| EXERCISE INSTRUCTIONS |
Repeat, word for word, the stretch of the oil and gold market notes below from "The outlook is" through "the USD1,900 level.".

++++ TEXT PASSAGE

Oil
Crude prices are stuck in the mud as an improving European outlook is countered with a weekly record for global infections. The energy market is paying close attention to India as the current surge is forcing refiners to shutdown and raise concerns over potentially new variants. The situation in India will likely see more countries impose travel bans. The UK has added India to the red list of travel ban countries and that trend will likely continue.
Despite a weaker dollar, oil prices seem stubborn. Energy traders might refrain from massive positions until after the OPEC+ ministerial meeting on April 28th. WTI crude seems poised to consolidate between the USD60 and USD65 levels.
Gold rally could be over
Gold prices have strongly benefited from the drop in Treasury yields, but it looks like that rally has hit a brick wall. The recent bullion rally could struggle to break beyond the key resistance level of USD1800 unless Treasury yields match last week’s drop. There is a tremendous scramble of adjusting tightening bets on the Fed and that could make it hard for gold to do much before we get past next week’s FOMC decision.
The outlook is becoming very bullish for gold, but in the short-term, prices could be in for a choppy period. While the fundamentals remain very strong for the US economy and that is eating away at safe-haven demand, the gold market is focused on the recovery across Europe and runaway inflation concerns across emerging markets. A stronger euro and hotter pricing pressures globally is what gold needs over the next several months to make a run towards the USD1,900 level.
The Federal Reserve blackout period is upon us and there is no major economic data until later in the week, starting with Unemployment Claims on Thursday.

++++++++
++++ RECORDS SUPPLIED

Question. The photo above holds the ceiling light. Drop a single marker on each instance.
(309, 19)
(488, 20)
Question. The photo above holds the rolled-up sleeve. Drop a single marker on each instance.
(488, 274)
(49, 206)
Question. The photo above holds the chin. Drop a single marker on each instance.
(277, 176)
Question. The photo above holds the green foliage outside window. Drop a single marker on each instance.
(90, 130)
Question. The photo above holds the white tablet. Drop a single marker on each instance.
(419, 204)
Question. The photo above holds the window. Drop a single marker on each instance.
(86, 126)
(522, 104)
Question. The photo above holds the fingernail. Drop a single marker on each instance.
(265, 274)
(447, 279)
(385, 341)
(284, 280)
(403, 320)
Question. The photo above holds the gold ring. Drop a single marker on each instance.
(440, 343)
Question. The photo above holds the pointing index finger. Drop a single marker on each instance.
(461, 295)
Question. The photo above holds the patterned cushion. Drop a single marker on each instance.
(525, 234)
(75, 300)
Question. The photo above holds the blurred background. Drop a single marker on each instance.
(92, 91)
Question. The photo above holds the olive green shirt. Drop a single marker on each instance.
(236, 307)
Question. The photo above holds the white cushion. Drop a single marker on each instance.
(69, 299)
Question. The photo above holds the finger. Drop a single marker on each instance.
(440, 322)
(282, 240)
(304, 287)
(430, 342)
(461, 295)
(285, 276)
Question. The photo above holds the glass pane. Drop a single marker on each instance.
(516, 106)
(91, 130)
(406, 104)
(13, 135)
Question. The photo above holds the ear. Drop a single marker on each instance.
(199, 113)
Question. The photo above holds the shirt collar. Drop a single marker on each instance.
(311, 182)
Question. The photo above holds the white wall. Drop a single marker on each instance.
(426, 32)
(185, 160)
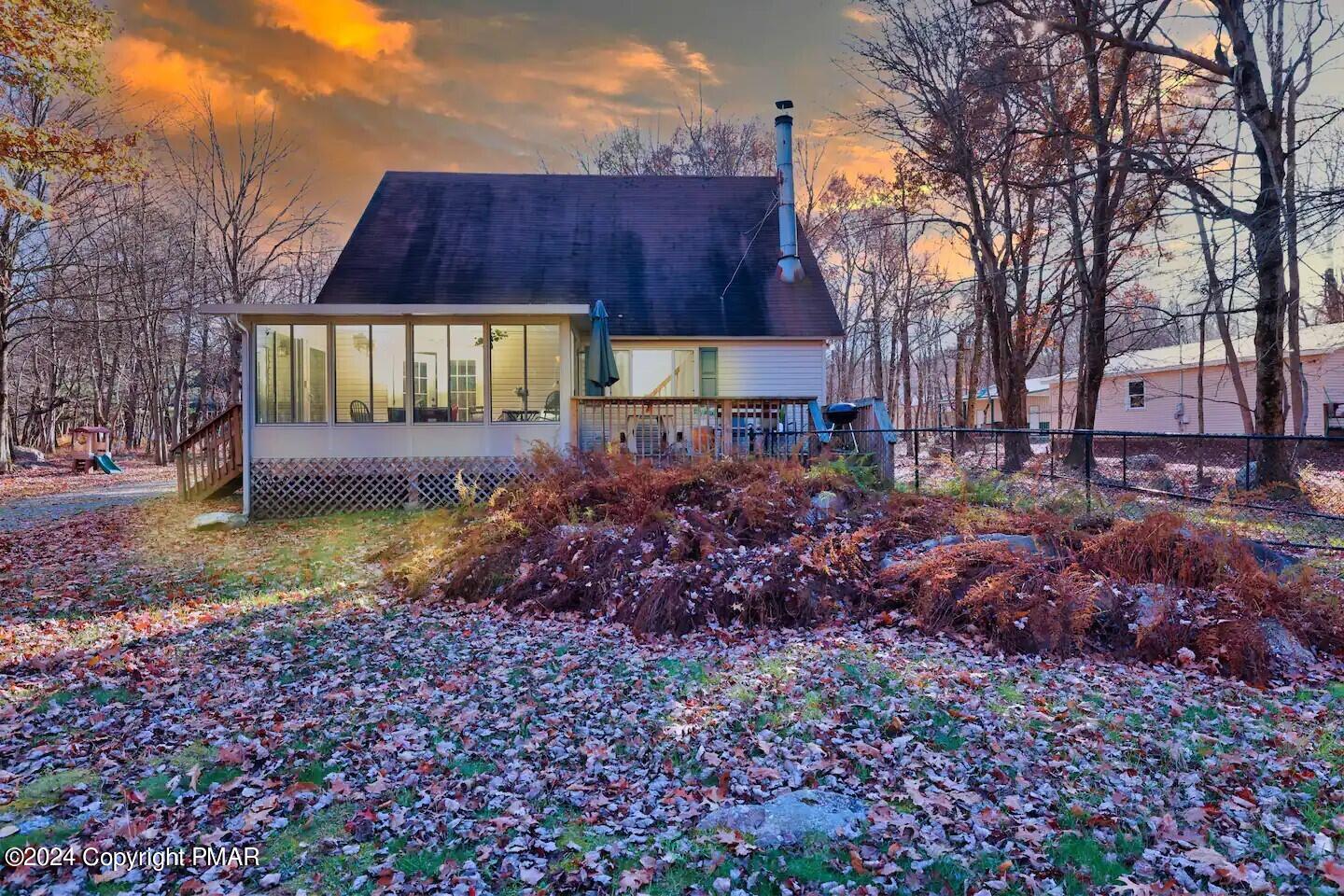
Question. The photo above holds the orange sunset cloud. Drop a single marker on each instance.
(161, 73)
(348, 26)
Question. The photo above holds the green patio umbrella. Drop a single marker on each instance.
(599, 367)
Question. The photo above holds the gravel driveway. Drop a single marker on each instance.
(26, 512)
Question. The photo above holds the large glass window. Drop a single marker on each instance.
(290, 372)
(370, 373)
(525, 372)
(448, 371)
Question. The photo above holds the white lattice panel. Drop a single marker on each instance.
(290, 488)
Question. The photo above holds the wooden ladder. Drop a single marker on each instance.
(210, 461)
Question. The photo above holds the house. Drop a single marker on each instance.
(987, 412)
(452, 333)
(1156, 390)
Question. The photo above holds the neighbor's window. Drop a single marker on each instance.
(370, 373)
(448, 370)
(525, 372)
(290, 372)
(1136, 392)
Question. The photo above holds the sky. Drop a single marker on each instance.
(364, 86)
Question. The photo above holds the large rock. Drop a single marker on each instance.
(218, 520)
(1288, 654)
(1025, 544)
(1020, 544)
(23, 455)
(790, 819)
(1147, 462)
(825, 505)
(1271, 560)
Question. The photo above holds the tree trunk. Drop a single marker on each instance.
(6, 434)
(1267, 229)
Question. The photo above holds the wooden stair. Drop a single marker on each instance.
(210, 461)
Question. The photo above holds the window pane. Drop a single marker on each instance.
(309, 372)
(273, 373)
(429, 373)
(354, 352)
(388, 372)
(543, 369)
(525, 372)
(507, 375)
(467, 372)
(683, 381)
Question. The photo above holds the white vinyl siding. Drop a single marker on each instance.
(751, 369)
(793, 370)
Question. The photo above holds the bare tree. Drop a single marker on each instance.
(256, 213)
(1261, 66)
(958, 104)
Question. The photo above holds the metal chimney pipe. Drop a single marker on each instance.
(791, 268)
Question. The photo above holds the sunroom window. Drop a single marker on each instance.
(525, 372)
(448, 371)
(370, 373)
(290, 373)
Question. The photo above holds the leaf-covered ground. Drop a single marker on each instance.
(262, 688)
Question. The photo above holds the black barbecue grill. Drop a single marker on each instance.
(842, 416)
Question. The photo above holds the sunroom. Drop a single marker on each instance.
(344, 409)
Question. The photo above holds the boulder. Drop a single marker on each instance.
(825, 505)
(23, 455)
(1025, 544)
(1271, 560)
(1288, 654)
(1151, 462)
(218, 520)
(791, 817)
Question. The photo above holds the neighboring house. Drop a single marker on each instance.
(452, 332)
(987, 412)
(1156, 390)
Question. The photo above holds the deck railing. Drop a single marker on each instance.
(669, 427)
(211, 458)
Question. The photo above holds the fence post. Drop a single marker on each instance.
(1087, 470)
(917, 461)
(1248, 462)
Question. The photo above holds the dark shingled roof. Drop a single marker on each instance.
(659, 251)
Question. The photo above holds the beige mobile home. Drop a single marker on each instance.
(1156, 390)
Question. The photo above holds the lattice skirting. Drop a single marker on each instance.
(315, 486)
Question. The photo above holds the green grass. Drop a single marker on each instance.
(1087, 865)
(305, 862)
(48, 791)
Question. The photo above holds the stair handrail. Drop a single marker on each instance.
(199, 431)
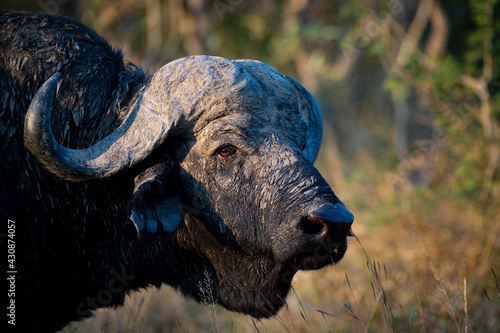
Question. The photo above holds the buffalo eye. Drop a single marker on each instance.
(226, 154)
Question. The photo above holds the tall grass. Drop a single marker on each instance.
(430, 267)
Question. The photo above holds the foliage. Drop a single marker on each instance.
(410, 94)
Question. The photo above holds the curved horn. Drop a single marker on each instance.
(169, 103)
(109, 156)
(311, 114)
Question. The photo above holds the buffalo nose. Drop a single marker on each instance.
(327, 220)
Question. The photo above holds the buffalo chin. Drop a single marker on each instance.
(254, 285)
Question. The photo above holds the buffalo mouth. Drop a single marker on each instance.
(325, 253)
(265, 297)
(256, 285)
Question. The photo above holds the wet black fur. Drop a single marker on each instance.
(75, 242)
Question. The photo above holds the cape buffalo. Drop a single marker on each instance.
(113, 180)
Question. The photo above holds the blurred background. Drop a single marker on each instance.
(409, 92)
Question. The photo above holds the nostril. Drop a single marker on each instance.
(312, 227)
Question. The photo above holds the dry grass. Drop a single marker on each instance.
(419, 263)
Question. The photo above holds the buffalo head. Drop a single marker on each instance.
(223, 153)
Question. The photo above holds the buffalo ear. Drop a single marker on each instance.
(155, 205)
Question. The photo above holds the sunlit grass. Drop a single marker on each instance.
(421, 261)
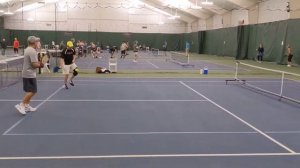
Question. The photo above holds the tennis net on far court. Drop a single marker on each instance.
(11, 71)
(155, 51)
(285, 85)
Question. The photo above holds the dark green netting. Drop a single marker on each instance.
(239, 42)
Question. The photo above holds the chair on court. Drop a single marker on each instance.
(113, 65)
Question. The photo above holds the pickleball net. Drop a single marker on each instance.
(285, 85)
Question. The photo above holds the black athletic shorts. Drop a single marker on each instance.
(290, 57)
(30, 85)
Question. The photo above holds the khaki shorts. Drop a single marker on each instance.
(67, 69)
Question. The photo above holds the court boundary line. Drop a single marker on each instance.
(92, 100)
(147, 133)
(125, 133)
(39, 105)
(151, 81)
(240, 119)
(146, 156)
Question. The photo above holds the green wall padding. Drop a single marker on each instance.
(272, 36)
(293, 38)
(239, 42)
(221, 42)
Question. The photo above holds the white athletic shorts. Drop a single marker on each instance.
(67, 69)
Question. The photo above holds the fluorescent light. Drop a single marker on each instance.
(51, 1)
(62, 7)
(30, 19)
(31, 6)
(174, 17)
(4, 1)
(8, 13)
(183, 4)
(207, 3)
(161, 22)
(131, 11)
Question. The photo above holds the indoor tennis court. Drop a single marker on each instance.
(150, 83)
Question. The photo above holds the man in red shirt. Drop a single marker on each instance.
(16, 46)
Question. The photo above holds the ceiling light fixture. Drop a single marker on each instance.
(206, 2)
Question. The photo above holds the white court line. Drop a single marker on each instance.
(152, 81)
(147, 156)
(155, 66)
(43, 102)
(240, 119)
(92, 100)
(124, 133)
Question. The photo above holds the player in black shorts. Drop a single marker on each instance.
(68, 64)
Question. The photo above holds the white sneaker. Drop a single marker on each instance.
(21, 109)
(28, 108)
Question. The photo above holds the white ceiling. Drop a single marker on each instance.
(186, 13)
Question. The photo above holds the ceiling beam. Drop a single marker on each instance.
(155, 3)
(243, 3)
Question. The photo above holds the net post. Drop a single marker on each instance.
(236, 70)
(282, 82)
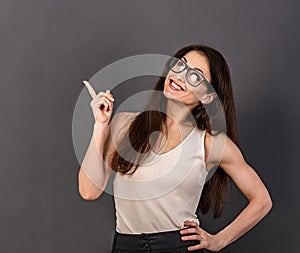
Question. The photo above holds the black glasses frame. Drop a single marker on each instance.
(174, 61)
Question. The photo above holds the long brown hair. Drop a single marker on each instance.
(153, 119)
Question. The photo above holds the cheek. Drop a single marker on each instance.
(198, 92)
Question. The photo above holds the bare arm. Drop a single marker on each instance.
(249, 183)
(251, 186)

++++++++

| ANSWER SECTION |
The outlook is becoming very bullish for gold, but in the short-term, prices could be in for a choppy period. While the fundamentals remain very strong for the US economy and that is eating away at safe-haven demand, the gold market is focused on the recovery across Europe and runaway inflation concerns across emerging markets. A stronger euro and hotter pricing pressures globally is what gold needs over the next several months to make a run towards the USD1,900 level.